**Text extract:**
-- Start --

Comparing this with the results of n_neighbors=1 we see that we went from overfitting to underfitting.

Let’s look at the decision boundaries now.

from plot_classifier import plot_classifier
import matplotlib.pyplot as plt


plt.figure(figsize=(16, 8))
plt.subplot(1, 2, 1)
kn1_model.fit(cities_X_train, cities_y_train);
plt.title("n_neighbors = 1")
plt.ylabel("latitude")
plt.xlabel("longitude")
plot_classifier(cities_X_train, cities_y_train, kn1_model, ax=plt.gca(), ticks=True)


plt.subplot(1, 2, 2)
plt.title("n_neighbors = 90")
kn90_model.fit(cities_X_train, cities_y_train);
plt.ylabel("latitude")
plt.xlabel("longitude")
plot_classifier(cities_X_train, cities_y_train, kn90_model, ax=plt.gca(), ticks=True)
/home/joel/miniconda3/envs/bait/lib/python3.9/site-packages/sklearn/base.py:450: UserWarning: X does not have valid feature names, but KNeighborsClassifier was fitted with feature names
  warnings.warn(
/home/joel/miniconda3/envs/bait/lib/python3.9/site-packages/sklearn/base.py:450: UserWarning: X does not have valid feature names, but KNeighborsClassifier was fitted with feature names
  warnings.warn(
<AxesSubplot:title={'center':'n_neighbors = 90'}, xlabel='longitude', ylabel='latitude'>
../_images/lecture3_130_2.png

If we plot these two models with \(k=1\) on the left and \(k=90\) on the right.

-- End --

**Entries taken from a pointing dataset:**
-- Start --

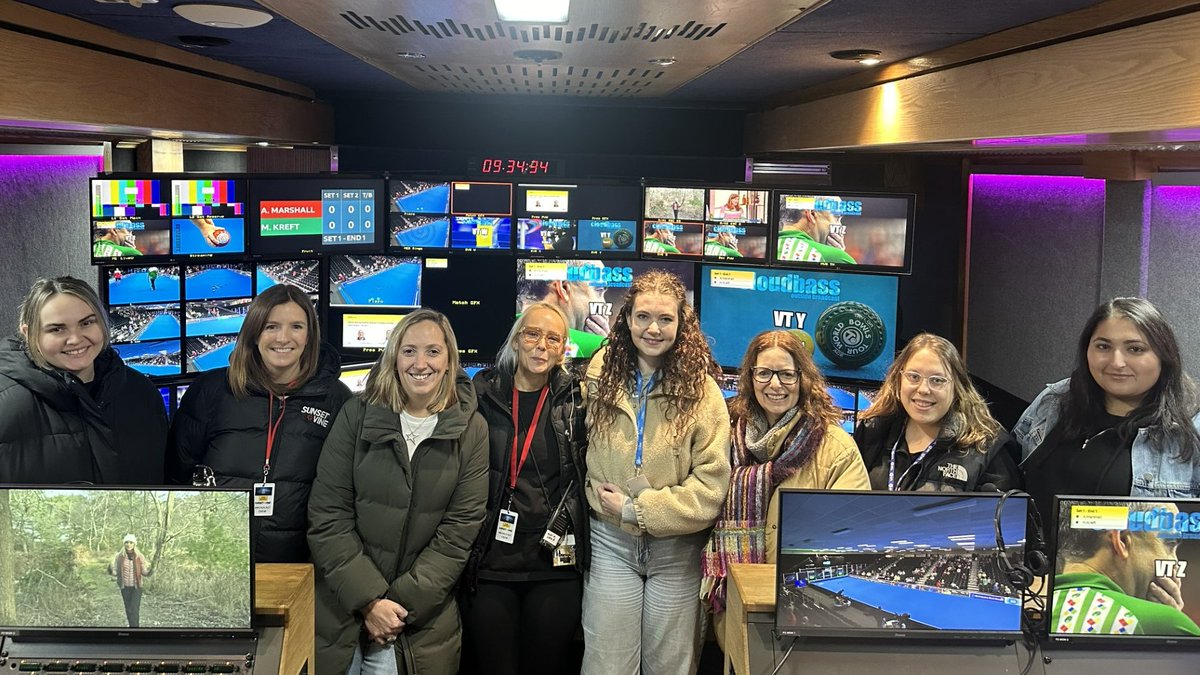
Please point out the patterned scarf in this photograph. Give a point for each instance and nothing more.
(741, 531)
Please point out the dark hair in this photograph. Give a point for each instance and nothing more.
(1167, 408)
(815, 401)
(246, 366)
(684, 365)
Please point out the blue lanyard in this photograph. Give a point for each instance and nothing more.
(642, 395)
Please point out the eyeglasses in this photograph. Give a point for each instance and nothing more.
(786, 377)
(531, 336)
(936, 382)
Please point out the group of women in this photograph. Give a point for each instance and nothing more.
(507, 512)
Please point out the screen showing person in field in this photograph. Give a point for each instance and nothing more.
(119, 239)
(375, 281)
(129, 285)
(843, 230)
(88, 559)
(1121, 568)
(847, 320)
(588, 292)
(885, 562)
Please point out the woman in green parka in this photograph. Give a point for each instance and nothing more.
(400, 496)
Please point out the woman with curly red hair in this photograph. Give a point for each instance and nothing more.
(658, 472)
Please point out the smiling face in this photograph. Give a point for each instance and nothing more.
(773, 395)
(282, 341)
(924, 402)
(1122, 363)
(70, 336)
(654, 326)
(421, 363)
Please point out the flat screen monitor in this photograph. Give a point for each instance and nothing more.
(75, 547)
(895, 566)
(127, 285)
(1121, 569)
(863, 231)
(219, 280)
(475, 293)
(304, 215)
(375, 281)
(589, 291)
(849, 318)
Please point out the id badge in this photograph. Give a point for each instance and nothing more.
(564, 555)
(264, 499)
(507, 526)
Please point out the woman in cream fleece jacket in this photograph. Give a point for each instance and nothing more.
(658, 471)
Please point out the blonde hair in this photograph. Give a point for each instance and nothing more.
(383, 386)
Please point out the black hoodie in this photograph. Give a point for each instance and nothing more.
(228, 435)
(52, 430)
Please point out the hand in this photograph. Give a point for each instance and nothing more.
(1167, 590)
(612, 500)
(384, 620)
(837, 239)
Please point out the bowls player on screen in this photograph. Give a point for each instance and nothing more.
(786, 434)
(813, 234)
(1126, 420)
(930, 430)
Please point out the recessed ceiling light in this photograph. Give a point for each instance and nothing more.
(222, 16)
(533, 11)
(864, 57)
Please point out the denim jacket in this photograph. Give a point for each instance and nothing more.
(1156, 472)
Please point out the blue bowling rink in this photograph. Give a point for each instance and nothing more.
(945, 611)
(433, 201)
(215, 326)
(397, 286)
(135, 287)
(430, 236)
(190, 240)
(160, 328)
(219, 282)
(214, 359)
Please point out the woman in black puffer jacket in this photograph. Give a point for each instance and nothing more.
(70, 410)
(270, 410)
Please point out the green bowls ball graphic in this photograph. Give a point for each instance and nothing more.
(850, 334)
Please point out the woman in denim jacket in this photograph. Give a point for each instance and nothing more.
(1125, 422)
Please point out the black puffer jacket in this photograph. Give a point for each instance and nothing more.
(946, 467)
(229, 436)
(53, 431)
(567, 411)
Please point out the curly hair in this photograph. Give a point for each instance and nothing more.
(683, 365)
(969, 422)
(815, 402)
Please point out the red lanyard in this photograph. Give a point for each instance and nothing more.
(514, 466)
(273, 428)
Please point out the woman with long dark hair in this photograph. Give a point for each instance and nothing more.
(658, 472)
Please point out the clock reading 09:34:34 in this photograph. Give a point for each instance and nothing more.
(509, 166)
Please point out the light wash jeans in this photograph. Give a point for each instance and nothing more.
(641, 603)
(381, 659)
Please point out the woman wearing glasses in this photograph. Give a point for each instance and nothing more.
(929, 429)
(786, 434)
(523, 584)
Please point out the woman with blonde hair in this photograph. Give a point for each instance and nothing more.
(786, 434)
(930, 430)
(400, 496)
(658, 471)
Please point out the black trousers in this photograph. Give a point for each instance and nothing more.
(132, 597)
(515, 628)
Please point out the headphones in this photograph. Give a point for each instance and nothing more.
(1036, 563)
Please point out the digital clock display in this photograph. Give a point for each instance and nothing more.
(515, 166)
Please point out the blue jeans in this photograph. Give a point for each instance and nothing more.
(641, 603)
(378, 661)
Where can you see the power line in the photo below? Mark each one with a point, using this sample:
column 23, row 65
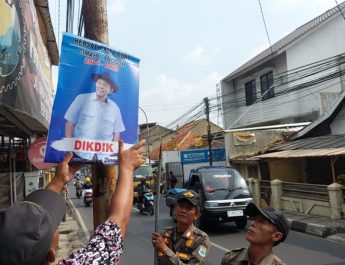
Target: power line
column 341, row 11
column 263, row 19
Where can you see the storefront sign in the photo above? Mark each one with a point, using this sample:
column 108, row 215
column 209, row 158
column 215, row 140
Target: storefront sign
column 244, row 138
column 202, row 155
column 25, row 73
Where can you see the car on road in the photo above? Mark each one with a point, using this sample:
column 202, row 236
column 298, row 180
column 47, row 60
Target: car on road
column 223, row 192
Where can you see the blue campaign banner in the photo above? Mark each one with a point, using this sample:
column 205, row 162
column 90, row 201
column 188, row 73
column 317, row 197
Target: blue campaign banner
column 202, row 155
column 96, row 102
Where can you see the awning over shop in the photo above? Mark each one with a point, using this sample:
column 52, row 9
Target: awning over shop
column 304, row 153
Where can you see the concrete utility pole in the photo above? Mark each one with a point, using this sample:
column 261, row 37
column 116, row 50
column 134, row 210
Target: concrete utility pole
column 209, row 136
column 103, row 177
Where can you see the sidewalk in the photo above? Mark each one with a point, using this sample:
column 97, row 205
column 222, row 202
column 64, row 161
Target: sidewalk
column 317, row 225
column 72, row 236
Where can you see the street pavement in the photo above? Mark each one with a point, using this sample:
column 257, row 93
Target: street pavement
column 299, row 248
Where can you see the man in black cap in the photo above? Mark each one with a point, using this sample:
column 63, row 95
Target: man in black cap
column 268, row 228
column 183, row 243
column 29, row 229
column 95, row 115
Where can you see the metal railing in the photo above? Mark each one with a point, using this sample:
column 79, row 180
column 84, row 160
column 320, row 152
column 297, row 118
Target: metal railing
column 306, row 191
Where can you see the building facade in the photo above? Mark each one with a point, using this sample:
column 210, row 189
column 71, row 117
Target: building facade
column 295, row 80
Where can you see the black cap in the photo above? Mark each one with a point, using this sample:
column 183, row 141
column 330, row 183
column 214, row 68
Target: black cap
column 27, row 228
column 107, row 77
column 190, row 196
column 275, row 216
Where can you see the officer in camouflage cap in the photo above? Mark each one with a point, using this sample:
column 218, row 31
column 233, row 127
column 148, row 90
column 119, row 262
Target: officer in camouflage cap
column 267, row 229
column 184, row 243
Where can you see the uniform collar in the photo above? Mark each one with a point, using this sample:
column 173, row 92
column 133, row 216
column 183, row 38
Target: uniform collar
column 94, row 97
column 244, row 256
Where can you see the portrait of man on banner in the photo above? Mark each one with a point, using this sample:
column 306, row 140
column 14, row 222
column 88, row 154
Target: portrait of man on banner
column 96, row 103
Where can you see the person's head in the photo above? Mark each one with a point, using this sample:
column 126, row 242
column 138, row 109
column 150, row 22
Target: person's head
column 268, row 226
column 143, row 180
column 104, row 84
column 187, row 209
column 29, row 229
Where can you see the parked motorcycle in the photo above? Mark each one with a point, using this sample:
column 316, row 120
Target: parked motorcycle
column 88, row 197
column 147, row 204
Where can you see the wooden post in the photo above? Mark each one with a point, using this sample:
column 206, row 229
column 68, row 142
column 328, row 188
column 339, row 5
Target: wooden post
column 103, row 177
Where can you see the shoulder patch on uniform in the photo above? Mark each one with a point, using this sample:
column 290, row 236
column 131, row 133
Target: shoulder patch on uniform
column 236, row 250
column 202, row 251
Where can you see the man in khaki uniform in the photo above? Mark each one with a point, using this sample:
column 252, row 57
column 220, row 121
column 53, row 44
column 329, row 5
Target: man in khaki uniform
column 267, row 229
column 184, row 243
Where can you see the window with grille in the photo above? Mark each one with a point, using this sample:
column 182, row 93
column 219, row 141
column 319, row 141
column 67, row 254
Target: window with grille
column 250, row 88
column 267, row 89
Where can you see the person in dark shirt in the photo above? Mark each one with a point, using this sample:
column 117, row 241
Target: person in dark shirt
column 31, row 225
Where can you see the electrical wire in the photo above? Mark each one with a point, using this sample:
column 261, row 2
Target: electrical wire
column 341, row 11
column 263, row 19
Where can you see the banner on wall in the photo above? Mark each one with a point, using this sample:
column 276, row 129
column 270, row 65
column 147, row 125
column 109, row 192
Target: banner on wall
column 96, row 102
column 244, row 138
column 25, row 69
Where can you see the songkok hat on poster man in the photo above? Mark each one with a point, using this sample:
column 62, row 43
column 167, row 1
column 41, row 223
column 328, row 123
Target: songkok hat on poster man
column 107, row 77
column 27, row 227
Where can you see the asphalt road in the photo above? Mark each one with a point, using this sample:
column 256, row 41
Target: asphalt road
column 299, row 248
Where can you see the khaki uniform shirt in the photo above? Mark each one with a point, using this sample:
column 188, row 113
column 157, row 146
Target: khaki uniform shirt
column 191, row 247
column 240, row 256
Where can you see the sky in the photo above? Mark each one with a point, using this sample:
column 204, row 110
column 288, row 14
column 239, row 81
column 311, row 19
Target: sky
column 187, row 47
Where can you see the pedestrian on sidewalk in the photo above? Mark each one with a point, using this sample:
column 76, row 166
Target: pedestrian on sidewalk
column 28, row 229
column 184, row 243
column 268, row 228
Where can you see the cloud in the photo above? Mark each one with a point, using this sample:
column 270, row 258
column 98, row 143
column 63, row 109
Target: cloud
column 195, row 56
column 116, row 7
column 171, row 97
column 292, row 5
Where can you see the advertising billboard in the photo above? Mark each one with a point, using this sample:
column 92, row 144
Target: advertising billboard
column 96, row 102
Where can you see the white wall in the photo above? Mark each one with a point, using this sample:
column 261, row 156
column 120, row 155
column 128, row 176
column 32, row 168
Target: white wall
column 338, row 124
column 307, row 104
column 323, row 42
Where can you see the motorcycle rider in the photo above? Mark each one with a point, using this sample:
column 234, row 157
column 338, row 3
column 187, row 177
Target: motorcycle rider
column 143, row 187
column 78, row 185
column 87, row 184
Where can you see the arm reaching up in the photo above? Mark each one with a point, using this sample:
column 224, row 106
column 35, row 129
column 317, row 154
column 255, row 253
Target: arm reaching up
column 64, row 174
column 122, row 201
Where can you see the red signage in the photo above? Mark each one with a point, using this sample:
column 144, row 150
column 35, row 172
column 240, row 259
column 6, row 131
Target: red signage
column 36, row 154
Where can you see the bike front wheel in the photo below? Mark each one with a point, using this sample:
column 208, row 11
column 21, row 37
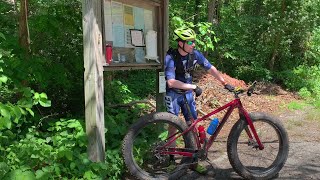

-- End --

**Directions:**
1. Write out the part of the k-nearest neighbors excerpt that starts with "kn90_model.fit(cities_X_train, cities_y_train);" and goes on through "on the right.".
2. Give again the lines of the listing that start with the line containing "Where can you see the black" and go on through the line containing "column 275, row 216", including both of those lines.

**Answers below:**
1.
kn90_model.fit(cities_X_train, cities_y_train);
plt.ylabel("latitude")
plt.xlabel("longitude")
plot_classifier(cities_X_train, cities_y_train, kn90_model, ax=plt.gca(), ticks=True)
/home/joel/miniconda3/envs/bait/lib/python3.9/site-packages/sklearn/base.py:450: UserWarning: X does not have valid feature names, but KNeighborsClassifier was fitted with feature names
  warnings.warn(
/home/joel/miniconda3/envs/bait/lib/python3.9/site-packages/sklearn/base.py:450: UserWarning: X does not have valid feature names, but KNeighborsClassifier was fitted with feature names
  warnings.warn(
<AxesSubplot:title={'center':'n_neighbors = 90'}, xlabel='longitude', ylabel='latitude'>
../_images/lecture3_130_2.png

If we plot these two models with \(k=1\) on the left and \(k=90\) on the right.

2.
Where can you see the black cap in the photo above? Mark each one with a point, using this sample:
column 183, row 141
column 330, row 183
column 214, row 68
Target: black cap
column 27, row 228
column 107, row 77
column 190, row 196
column 275, row 216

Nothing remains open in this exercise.